GIVEN RECORDS:
· · · · ·
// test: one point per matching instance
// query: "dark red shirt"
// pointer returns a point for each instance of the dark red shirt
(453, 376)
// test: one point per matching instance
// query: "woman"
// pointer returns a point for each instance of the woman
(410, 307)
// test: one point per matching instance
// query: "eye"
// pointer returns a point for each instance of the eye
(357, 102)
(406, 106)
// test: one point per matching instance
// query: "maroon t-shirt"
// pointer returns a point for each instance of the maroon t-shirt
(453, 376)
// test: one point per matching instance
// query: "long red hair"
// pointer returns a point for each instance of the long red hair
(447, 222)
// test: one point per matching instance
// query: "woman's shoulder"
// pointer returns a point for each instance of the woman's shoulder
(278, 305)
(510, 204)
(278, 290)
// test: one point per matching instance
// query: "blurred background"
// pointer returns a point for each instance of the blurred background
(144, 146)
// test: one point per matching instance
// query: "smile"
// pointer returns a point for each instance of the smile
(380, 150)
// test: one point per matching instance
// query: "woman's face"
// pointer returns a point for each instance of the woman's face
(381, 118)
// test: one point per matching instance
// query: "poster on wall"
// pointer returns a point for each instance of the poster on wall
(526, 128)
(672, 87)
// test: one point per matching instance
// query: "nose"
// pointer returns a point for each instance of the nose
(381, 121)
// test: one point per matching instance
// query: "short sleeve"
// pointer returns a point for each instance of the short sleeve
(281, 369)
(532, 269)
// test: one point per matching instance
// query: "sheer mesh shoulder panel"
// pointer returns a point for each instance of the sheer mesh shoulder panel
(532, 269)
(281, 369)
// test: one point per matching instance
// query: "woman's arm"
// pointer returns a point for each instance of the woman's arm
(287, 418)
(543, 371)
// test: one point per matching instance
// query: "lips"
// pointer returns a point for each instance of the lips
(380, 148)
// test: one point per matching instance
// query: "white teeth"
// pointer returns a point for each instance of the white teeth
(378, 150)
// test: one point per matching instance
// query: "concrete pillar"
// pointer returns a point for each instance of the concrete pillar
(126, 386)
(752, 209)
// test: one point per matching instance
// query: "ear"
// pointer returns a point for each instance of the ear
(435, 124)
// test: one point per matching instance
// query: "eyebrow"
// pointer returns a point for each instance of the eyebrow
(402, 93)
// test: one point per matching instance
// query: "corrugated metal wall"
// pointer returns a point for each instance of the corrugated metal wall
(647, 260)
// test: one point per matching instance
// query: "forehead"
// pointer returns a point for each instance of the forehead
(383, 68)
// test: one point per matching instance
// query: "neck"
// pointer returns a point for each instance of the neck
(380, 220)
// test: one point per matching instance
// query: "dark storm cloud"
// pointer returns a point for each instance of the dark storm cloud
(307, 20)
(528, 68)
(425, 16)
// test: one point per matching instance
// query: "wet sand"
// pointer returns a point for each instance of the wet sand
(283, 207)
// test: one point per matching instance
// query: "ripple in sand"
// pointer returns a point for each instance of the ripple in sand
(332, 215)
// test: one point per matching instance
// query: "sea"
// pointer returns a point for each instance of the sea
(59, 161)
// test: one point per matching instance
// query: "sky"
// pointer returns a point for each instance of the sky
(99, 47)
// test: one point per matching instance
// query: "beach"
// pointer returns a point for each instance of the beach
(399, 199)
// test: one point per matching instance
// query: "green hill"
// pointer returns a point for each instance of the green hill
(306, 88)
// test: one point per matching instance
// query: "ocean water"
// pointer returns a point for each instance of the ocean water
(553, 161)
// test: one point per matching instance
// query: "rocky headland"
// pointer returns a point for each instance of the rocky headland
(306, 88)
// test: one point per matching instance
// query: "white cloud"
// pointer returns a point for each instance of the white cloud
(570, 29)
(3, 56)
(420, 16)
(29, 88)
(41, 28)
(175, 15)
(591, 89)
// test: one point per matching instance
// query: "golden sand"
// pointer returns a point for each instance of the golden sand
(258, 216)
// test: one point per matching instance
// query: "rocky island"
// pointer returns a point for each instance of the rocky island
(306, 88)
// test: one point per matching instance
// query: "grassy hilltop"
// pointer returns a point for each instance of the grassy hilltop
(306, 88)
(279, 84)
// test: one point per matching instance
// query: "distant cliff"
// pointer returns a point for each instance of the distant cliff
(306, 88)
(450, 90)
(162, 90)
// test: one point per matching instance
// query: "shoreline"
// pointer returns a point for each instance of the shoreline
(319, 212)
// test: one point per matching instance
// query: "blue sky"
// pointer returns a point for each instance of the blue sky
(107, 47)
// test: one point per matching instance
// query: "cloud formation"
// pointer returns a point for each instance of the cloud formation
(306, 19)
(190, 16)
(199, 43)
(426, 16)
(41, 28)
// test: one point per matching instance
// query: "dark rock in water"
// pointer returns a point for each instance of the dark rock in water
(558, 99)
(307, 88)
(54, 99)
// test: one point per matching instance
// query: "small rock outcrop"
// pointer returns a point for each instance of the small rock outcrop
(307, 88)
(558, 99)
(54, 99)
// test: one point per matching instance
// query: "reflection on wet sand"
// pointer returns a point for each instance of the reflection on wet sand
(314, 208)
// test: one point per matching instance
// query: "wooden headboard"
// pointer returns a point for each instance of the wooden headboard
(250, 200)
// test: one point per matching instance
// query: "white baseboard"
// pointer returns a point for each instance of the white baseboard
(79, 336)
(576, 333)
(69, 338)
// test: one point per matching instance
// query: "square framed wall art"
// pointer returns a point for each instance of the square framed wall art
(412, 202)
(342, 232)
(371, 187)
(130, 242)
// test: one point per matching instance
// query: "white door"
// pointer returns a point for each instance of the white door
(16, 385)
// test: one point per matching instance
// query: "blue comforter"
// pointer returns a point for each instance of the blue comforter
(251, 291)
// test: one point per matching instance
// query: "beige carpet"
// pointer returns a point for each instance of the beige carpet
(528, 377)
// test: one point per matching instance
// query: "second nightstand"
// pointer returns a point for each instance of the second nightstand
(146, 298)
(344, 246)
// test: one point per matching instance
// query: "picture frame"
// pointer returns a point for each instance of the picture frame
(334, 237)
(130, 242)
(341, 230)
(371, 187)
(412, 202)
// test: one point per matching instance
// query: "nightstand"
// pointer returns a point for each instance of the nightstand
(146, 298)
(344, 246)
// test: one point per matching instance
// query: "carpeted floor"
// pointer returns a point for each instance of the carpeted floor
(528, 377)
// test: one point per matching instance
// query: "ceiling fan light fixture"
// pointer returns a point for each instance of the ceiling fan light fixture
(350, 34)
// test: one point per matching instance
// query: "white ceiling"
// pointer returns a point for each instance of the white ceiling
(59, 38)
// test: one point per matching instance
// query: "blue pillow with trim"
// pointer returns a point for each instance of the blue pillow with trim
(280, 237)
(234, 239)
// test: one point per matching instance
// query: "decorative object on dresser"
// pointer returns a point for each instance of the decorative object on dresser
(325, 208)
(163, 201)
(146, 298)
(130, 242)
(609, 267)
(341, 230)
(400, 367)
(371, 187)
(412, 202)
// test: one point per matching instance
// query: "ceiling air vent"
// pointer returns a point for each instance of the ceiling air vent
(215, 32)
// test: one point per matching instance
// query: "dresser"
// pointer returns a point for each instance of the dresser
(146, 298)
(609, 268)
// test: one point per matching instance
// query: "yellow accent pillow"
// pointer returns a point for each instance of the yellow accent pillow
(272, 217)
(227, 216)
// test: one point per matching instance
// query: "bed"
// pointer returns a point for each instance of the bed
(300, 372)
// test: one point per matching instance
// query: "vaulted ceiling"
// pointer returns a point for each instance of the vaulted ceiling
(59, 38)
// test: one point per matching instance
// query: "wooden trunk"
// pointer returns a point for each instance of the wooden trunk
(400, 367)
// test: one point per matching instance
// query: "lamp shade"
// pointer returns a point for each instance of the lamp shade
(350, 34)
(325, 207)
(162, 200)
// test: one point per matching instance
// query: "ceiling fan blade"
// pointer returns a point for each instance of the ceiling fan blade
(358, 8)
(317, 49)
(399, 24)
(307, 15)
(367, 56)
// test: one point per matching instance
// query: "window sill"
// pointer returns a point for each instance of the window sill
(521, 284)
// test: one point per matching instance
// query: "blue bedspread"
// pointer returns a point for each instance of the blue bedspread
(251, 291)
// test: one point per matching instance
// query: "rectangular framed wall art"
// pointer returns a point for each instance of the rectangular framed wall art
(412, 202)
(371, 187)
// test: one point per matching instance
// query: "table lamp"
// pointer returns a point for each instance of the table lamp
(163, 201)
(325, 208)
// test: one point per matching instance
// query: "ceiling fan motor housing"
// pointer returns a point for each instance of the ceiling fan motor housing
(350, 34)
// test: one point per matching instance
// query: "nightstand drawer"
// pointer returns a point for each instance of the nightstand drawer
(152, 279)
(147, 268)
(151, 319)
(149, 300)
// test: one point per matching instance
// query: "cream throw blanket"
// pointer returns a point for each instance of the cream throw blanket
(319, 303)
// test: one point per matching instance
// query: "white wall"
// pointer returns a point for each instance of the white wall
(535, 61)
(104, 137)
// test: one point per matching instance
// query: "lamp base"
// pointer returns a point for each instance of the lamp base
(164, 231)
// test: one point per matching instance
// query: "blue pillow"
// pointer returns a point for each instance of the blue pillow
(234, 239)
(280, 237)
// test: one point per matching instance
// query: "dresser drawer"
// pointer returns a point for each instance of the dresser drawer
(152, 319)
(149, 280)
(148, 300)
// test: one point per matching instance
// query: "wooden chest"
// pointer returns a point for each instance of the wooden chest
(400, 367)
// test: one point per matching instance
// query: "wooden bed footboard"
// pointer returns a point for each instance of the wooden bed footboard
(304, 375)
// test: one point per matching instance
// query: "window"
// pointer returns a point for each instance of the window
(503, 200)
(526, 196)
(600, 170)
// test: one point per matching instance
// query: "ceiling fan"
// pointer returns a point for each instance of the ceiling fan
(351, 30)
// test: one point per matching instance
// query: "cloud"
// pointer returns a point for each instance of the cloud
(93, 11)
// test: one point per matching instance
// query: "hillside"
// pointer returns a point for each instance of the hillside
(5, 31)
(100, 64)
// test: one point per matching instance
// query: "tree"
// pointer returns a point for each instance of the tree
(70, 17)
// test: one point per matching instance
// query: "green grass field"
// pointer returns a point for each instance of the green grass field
· · · · ·
WHAT YOU NEED TO DO:
Count the lines in the rows above that contain the word "poster", and reply with only that number.

PROBLEM SOLUTION:
2